— Start of DOCUMENT SECTION —

Dear Friends,
Please join our gathering as we share representative works of the San Francisco poet, painter, provocateur, and publisher, whose A Coney Island of the Mind is one of the best-selling volumes of poetry of all time.
We meet this Sunday 7 March
7:00 p.m. Saint Louis time
Via Zoom–
Email markjchmiel@gmail.com for URL
The following is from the City Lights website…
A Biography of Lawrence Ferlinghetti
A prominent voice of the wide-open poetry movement that began in the 1950s, Lawrence Ferlinghetti writes poetry, translation, fiction, theater, art criticism, film narration, and essays. Often concerned with politics and social issues, Ferlinghetti’s poetry counters an elitist conception of art and the artist’s role in the world. Although his poetry is often concerned with everyday life and civic themes, it is never simply personal or polemical, and it stands on his grounding in tradition and universal reach.
Ferlinghetti was born in Bronxville, New York on March 24, 1919, son of Carlo Ferlinghetti, an immigrant from Brescia, Italy, and Clemence Mendes-Monsanto. Following his undergraduate years at the University of North Carolina at Chapel Hill, where he took a degree in journalism, he served in the U.S. Navy in World War II. He was a commander of three different submarine chasers in the Atlantic and saw action at the Normandy invasion. Later in the war, he was assigned to the attack transport USS Selinur in the Pacific. In 1945, just after the atomic bomb obliterated Nagasaki, he witnessed firsthand the horrific ruins of the city. This experience was the origin of his lifelong antiwar stance.
Ferlinghetti received a Master’s degree in English Literature from Columbia University in 1947 and a Doctorate de l’Université de Paris (Sorbonne) in 1950. From 1951 to 1953, after he settled in San Francisco, he taught French in an adult education program, painted, and wrote art criticism. In 1953, with Peter D. Martin, he founded City Lights Bookstore, the first all-paperback bookshop in the country. For over sixty years the bookstore has served as a “literary meeting place” for writers, readers, artists, and intellectuals to explore books and ideas.
In 1955, Ferlinghetti launched City Lights Publishers with the Pocket Poets Series, extending his concept of a cultural meeting place to a larger arena. His aim was to present fresh and accessible poetry from around the world in order to create “an international, dissident ferment.” The series began in 1955 with his own Pictures of the Gone World; translations by Kenneth Rexroth and poetry by Kenneth Patchen, Marie Ponsot, Allen Ginsberg, and Denise Levertov were soon added to the list.
Copies of Ginsberg’s Howl and Other Poems were seized by authorities in 1956 and Ferlinghetti was arrested and charged with selling obscene material. He defended Howl in court, a case that drew national attention to the San Francisco Renaissance and Beat Generation writers, many of whom he later published. (With a fine defense by the ACLU and the support of prestigious literary and academic figures, he was acquitted.) This landmark First Amendment case established a legal precedent for the publication of controversial work with redeeming social importance.

— End of DOCUMENT SECTION —
— Start of INFORMATION SHOWN —

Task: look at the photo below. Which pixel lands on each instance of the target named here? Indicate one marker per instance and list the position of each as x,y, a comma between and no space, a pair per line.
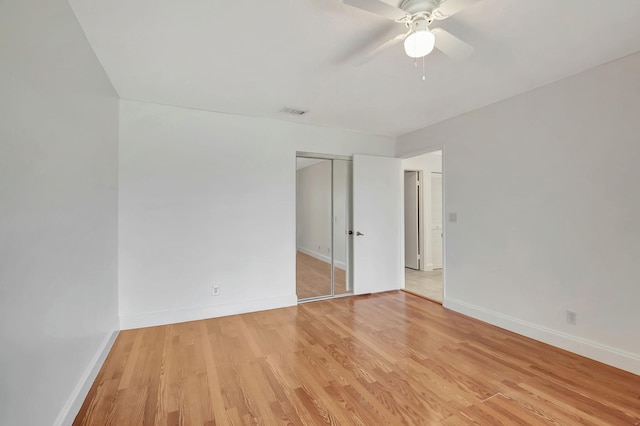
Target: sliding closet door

— End of INFORMATION SHOWN —

◆ TASK OBJECTIVE
Transcribe the passage of the Ferlinghetti notice from "In 1955, Ferlinghetti" up to and including "to the list.". Rely solely on the Ferlinghetti notice for what follows.

◆ EXERCISE ANSWER
In 1955, Ferlinghetti launched City Lights Publishers with the Pocket Poets Series, extending his concept of a cultural meeting place to a larger arena. His aim was to present fresh and accessible poetry from around the world in order to create “an international, dissident ferment.” The series began in 1955 with his own Pictures of the Gone World; translations by Kenneth Rexroth and poetry by Kenneth Patchen, Marie Ponsot, Allen Ginsberg, and Denise Levertov were soon added to the list.